Reproduce word for word the lines of the entries below, from the line containing "Place a point on every instance of the toilet lid, shaped" down to the line containing "pixel 182 246", with both of those lines included.
_____
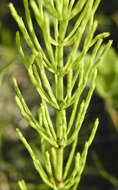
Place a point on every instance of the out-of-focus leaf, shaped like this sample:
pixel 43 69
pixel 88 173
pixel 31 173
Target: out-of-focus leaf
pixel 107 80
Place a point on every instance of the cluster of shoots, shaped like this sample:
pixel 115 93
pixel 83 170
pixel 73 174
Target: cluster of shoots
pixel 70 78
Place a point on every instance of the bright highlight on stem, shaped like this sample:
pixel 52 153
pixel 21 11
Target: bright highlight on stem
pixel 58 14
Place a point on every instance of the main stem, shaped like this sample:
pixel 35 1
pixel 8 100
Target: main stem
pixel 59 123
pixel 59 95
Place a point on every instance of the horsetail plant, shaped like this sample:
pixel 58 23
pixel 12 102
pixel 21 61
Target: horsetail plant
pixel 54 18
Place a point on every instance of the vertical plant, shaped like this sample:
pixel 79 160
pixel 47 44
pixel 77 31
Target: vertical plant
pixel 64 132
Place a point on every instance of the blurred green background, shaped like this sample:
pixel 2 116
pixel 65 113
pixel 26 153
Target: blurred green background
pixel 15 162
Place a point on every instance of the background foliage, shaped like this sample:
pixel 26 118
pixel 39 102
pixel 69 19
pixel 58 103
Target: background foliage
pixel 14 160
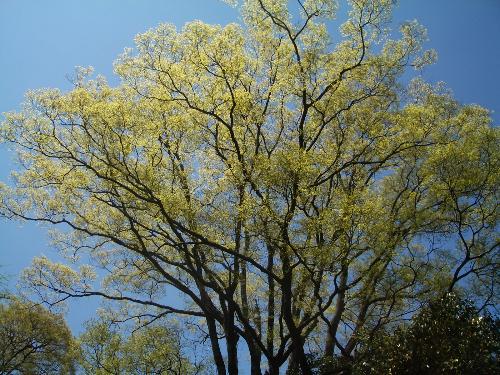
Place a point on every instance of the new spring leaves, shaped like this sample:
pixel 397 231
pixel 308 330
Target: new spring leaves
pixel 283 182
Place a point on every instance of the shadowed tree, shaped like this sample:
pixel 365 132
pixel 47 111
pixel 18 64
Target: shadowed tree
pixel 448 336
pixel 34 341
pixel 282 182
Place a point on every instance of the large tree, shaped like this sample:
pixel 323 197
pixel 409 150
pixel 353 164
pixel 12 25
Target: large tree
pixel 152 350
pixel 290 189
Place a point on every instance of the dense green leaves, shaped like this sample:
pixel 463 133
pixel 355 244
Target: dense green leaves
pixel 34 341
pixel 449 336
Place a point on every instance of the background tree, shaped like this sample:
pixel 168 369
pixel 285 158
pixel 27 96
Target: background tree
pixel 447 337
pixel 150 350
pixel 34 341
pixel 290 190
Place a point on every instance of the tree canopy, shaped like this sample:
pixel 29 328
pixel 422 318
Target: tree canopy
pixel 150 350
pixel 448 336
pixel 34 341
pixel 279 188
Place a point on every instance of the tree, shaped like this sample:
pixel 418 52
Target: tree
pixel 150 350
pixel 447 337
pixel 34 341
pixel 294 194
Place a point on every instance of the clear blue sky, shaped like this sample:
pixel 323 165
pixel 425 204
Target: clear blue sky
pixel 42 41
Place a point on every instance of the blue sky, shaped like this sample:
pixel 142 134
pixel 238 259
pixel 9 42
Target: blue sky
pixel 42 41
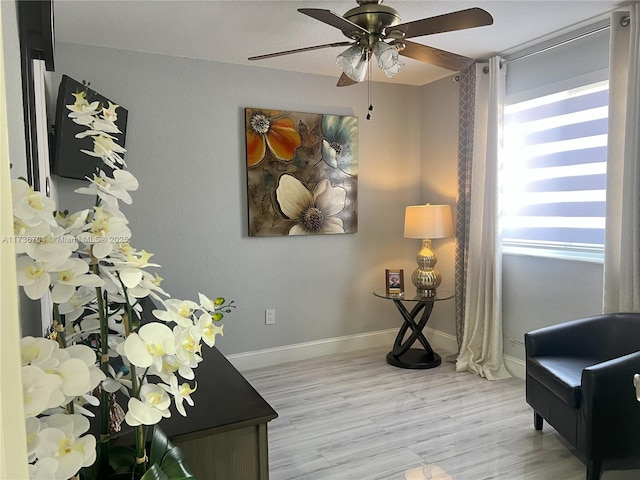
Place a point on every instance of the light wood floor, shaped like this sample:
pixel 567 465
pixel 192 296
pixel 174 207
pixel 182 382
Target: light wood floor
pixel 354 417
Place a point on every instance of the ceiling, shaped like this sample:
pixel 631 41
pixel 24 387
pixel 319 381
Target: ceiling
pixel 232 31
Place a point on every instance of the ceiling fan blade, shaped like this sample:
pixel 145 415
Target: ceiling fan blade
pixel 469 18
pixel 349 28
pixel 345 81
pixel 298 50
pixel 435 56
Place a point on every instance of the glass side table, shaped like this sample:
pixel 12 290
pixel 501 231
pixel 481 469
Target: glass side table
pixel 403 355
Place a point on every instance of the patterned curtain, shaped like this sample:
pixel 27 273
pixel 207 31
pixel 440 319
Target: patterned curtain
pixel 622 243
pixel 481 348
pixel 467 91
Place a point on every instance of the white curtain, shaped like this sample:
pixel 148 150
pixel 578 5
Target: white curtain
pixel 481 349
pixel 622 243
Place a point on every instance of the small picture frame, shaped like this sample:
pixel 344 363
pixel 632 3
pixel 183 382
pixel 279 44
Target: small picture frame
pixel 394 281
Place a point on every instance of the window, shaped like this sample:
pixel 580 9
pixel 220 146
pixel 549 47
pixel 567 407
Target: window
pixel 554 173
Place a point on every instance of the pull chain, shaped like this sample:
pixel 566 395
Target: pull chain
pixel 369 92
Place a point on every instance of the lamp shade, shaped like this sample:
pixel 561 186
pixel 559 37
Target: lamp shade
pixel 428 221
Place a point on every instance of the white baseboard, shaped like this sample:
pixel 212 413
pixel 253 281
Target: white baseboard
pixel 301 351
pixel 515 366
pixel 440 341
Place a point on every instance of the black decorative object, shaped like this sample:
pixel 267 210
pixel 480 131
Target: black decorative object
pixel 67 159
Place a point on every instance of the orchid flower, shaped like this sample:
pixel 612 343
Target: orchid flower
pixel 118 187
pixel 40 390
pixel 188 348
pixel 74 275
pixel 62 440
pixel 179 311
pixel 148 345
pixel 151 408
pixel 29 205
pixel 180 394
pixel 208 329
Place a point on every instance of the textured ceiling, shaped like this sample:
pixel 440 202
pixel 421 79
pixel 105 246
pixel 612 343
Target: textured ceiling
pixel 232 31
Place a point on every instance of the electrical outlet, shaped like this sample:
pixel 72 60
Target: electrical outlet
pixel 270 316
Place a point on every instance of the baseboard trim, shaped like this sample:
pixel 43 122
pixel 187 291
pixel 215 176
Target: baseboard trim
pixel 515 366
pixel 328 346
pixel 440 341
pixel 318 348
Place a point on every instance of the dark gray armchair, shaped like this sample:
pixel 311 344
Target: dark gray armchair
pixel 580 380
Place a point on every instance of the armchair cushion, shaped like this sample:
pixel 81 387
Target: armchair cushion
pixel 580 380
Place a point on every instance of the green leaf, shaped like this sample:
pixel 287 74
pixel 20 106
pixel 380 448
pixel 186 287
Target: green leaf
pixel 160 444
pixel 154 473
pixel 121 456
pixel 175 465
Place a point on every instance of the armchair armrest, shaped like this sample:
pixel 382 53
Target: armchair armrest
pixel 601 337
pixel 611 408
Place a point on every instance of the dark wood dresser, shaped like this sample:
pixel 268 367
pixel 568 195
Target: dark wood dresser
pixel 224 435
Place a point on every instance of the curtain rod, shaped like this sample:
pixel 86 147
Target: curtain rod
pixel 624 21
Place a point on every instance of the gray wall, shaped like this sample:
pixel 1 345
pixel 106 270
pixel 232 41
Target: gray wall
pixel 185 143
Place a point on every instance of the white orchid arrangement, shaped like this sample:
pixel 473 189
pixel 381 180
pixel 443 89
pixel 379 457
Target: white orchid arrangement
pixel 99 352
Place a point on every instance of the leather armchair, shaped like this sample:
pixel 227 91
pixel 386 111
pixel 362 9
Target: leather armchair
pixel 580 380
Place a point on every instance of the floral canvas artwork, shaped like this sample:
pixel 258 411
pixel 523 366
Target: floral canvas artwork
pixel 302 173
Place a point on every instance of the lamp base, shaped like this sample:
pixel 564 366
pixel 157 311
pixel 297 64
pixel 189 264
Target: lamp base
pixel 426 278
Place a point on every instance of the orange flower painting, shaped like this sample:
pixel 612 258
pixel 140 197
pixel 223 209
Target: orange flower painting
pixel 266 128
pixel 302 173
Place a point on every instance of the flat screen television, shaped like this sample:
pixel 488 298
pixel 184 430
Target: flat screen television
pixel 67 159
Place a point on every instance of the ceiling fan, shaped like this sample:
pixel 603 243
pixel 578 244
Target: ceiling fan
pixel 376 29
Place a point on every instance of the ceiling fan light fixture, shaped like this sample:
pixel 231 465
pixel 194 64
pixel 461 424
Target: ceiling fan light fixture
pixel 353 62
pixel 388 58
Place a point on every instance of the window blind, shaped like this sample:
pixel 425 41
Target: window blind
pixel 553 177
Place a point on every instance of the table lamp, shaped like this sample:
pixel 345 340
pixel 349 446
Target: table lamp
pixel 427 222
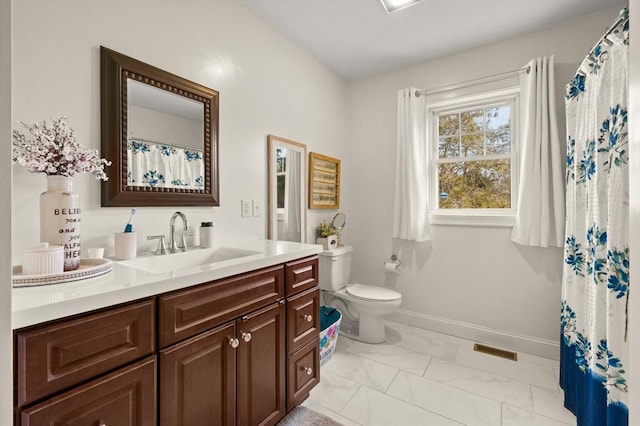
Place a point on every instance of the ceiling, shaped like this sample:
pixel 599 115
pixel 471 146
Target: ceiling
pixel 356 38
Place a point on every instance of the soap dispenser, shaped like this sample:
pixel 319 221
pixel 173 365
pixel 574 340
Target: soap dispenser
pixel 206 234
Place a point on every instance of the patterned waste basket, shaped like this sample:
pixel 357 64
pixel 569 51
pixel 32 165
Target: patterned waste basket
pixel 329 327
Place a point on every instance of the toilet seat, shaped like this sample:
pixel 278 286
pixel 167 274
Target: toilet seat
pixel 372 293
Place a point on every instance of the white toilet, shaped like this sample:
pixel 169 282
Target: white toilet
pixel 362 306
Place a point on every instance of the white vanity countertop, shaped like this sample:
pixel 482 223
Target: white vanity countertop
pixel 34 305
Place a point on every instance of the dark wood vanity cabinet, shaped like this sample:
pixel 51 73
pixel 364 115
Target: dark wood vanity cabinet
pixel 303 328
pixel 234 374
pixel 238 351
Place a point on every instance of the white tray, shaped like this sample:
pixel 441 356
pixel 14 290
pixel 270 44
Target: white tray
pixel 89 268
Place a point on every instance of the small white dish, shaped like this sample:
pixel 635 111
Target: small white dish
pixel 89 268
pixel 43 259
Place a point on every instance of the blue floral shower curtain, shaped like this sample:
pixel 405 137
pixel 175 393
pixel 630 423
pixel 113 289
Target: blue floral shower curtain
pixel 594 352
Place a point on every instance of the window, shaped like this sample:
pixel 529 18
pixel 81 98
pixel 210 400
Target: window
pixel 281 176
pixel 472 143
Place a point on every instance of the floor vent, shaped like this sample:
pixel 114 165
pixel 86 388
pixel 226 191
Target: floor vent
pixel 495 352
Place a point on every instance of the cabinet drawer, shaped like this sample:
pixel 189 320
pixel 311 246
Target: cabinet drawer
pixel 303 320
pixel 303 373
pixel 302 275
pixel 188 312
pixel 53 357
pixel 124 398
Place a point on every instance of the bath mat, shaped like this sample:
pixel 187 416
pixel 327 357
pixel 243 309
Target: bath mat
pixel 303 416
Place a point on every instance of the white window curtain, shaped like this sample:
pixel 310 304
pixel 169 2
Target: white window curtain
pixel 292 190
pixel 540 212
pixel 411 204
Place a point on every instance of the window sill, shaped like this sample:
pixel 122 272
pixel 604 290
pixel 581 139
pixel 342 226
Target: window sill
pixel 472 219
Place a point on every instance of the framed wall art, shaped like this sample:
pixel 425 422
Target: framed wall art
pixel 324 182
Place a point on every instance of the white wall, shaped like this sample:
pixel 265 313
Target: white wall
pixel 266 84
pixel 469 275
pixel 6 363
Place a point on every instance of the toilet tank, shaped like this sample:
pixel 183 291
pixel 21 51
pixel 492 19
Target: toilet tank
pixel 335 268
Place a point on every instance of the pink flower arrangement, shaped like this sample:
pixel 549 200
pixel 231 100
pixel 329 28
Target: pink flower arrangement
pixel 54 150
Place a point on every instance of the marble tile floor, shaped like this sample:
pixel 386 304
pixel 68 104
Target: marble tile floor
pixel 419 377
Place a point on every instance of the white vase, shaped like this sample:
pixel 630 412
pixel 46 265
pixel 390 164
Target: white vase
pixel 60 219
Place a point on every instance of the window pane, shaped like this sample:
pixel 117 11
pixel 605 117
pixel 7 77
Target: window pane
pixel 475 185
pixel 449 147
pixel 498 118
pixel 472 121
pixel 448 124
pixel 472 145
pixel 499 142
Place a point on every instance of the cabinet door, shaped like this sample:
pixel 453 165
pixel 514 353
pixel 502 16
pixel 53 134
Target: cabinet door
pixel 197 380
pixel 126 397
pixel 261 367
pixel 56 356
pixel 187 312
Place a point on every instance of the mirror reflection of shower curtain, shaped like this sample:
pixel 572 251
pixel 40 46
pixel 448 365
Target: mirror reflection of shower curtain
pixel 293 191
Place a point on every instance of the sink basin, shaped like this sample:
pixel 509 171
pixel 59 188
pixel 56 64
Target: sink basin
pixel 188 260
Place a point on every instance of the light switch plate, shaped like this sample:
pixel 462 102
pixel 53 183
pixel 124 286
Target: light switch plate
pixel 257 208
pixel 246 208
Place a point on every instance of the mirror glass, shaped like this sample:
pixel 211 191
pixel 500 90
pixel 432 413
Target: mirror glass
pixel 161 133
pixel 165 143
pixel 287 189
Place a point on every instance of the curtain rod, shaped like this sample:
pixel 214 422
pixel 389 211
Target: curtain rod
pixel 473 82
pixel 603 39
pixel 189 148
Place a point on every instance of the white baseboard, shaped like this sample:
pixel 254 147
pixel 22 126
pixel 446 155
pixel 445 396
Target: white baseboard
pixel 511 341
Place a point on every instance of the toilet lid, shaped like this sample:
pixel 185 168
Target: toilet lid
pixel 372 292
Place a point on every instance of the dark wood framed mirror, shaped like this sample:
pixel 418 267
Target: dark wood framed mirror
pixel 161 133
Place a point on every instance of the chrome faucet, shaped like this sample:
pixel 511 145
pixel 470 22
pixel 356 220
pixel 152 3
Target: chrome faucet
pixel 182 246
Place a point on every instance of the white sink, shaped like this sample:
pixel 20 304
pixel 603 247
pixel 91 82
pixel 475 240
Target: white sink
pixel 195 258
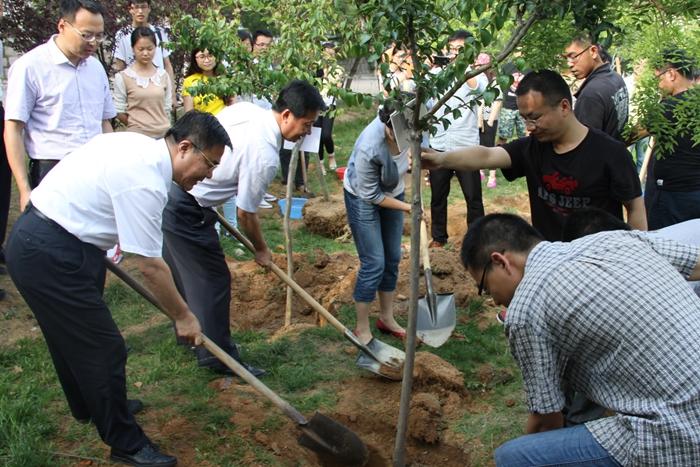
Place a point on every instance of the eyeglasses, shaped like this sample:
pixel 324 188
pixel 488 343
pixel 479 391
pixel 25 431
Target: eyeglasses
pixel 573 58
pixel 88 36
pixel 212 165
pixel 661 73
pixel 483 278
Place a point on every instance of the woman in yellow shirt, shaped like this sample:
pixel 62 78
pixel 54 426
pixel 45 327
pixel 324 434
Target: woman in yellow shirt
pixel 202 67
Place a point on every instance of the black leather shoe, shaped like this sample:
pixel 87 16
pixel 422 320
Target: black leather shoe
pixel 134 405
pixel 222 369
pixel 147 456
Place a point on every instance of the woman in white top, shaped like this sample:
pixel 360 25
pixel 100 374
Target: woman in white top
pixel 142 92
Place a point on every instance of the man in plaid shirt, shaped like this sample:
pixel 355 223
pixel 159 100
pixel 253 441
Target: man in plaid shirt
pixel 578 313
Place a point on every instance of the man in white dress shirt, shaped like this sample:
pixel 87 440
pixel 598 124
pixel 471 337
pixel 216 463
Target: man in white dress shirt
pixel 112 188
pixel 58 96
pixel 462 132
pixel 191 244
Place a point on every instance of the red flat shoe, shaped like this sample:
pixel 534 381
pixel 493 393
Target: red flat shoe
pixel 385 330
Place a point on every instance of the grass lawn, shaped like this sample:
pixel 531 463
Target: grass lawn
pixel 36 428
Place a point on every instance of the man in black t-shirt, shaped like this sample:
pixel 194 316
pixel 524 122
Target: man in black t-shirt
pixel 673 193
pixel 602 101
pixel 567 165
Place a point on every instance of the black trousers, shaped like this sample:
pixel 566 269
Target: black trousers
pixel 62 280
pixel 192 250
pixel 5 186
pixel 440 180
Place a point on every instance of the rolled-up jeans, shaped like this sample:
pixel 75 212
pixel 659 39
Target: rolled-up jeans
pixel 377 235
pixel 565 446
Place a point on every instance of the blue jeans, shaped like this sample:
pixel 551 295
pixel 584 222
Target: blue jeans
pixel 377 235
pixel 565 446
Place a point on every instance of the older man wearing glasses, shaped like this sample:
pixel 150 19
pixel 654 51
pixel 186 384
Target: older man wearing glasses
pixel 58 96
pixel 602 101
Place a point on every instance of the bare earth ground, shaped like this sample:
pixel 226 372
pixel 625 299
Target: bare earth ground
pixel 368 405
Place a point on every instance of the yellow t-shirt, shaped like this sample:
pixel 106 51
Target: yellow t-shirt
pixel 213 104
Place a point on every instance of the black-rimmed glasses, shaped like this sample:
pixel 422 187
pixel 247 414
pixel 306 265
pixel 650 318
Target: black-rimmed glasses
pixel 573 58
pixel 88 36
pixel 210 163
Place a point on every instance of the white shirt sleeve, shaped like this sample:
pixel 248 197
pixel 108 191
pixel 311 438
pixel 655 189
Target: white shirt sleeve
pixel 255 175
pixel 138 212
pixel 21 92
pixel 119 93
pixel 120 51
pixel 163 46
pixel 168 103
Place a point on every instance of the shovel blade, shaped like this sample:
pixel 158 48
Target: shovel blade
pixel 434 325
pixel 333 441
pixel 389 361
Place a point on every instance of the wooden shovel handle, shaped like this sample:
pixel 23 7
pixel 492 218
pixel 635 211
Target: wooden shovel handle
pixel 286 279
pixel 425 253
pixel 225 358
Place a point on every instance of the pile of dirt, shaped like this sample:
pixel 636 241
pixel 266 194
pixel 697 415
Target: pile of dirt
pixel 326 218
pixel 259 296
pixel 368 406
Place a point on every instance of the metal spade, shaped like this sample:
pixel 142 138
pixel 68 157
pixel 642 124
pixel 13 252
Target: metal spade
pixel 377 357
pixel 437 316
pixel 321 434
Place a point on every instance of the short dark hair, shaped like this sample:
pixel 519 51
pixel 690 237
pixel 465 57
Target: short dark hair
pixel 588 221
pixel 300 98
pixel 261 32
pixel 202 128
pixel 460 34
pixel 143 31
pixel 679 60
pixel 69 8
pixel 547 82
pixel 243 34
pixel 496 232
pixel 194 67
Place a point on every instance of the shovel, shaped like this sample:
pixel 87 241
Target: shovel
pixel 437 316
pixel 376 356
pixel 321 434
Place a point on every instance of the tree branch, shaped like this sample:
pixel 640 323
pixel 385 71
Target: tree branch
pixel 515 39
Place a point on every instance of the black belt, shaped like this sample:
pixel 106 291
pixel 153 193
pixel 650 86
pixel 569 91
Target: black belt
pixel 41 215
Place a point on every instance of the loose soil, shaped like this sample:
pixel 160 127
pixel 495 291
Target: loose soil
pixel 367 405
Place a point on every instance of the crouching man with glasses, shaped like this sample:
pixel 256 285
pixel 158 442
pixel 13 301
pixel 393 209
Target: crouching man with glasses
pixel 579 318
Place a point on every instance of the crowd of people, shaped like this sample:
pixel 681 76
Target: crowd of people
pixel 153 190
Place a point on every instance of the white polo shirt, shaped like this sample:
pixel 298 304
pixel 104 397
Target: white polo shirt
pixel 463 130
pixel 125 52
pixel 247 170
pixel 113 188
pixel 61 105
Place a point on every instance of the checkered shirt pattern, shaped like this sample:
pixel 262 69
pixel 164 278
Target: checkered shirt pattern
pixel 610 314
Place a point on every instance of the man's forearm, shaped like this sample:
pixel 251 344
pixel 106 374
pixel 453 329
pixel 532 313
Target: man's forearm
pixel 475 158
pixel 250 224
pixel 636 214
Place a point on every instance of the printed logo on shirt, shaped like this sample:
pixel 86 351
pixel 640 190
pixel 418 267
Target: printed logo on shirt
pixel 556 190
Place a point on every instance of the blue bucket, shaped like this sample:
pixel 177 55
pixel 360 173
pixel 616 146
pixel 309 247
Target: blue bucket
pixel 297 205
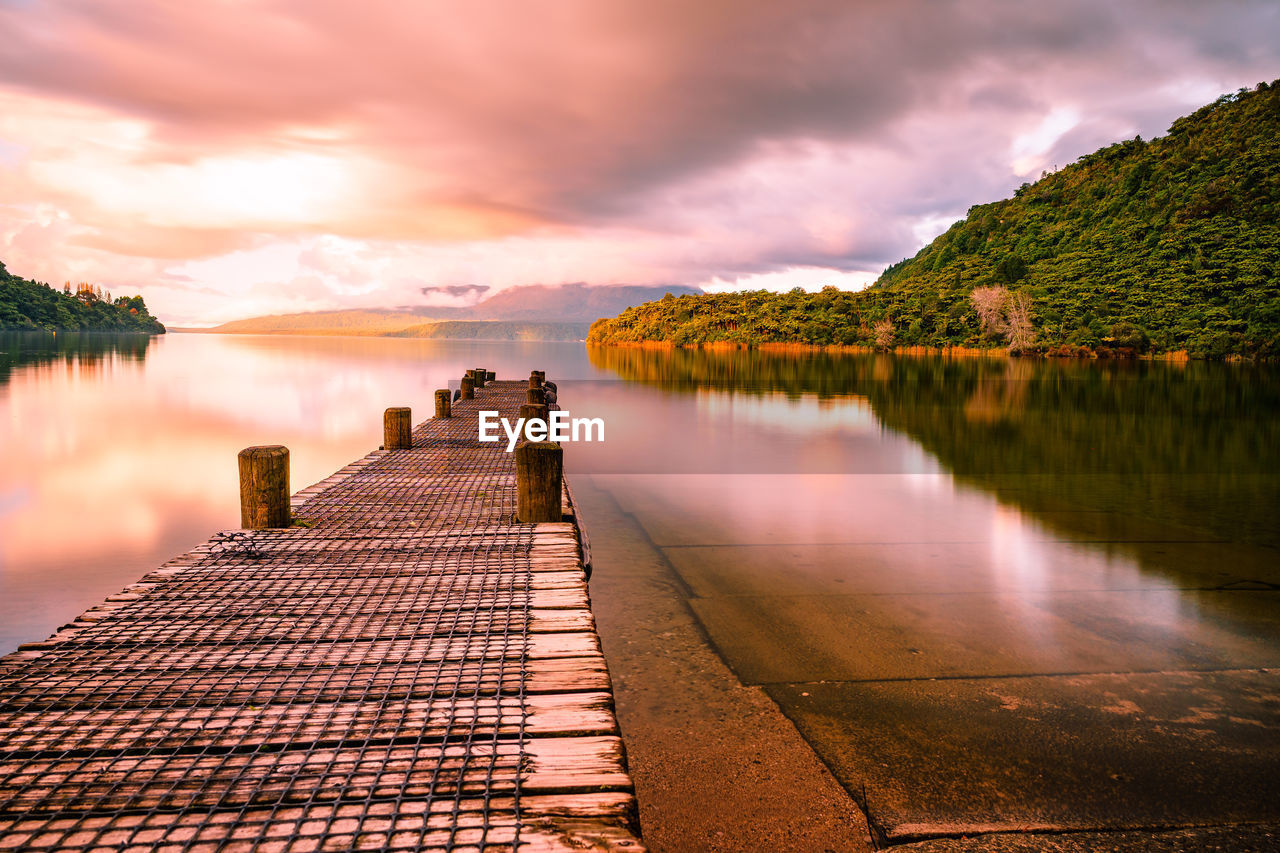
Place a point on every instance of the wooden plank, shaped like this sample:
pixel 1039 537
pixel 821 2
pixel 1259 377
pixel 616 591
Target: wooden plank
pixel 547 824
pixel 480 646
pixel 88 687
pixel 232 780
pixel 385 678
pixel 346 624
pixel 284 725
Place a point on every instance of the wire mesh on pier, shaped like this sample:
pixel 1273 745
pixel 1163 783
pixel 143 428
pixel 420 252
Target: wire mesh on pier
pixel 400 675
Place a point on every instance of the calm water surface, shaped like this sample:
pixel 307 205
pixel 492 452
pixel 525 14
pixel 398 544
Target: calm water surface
_____
## SOLUTION TO THE EXERCISE
Place a point on every instance of the toilet lid, shaped like this sample:
pixel 185 168
Target: toilet lid
pixel 372 292
Place a point on every instance of the dark wood framed mirror, shaped like this sample:
pixel 418 267
Target: dark wood framed mirror
pixel 161 133
Place a point on every instance of the chrome faucet, shaped like this sample:
pixel 511 145
pixel 470 22
pixel 356 220
pixel 152 3
Target: chrome faucet
pixel 182 246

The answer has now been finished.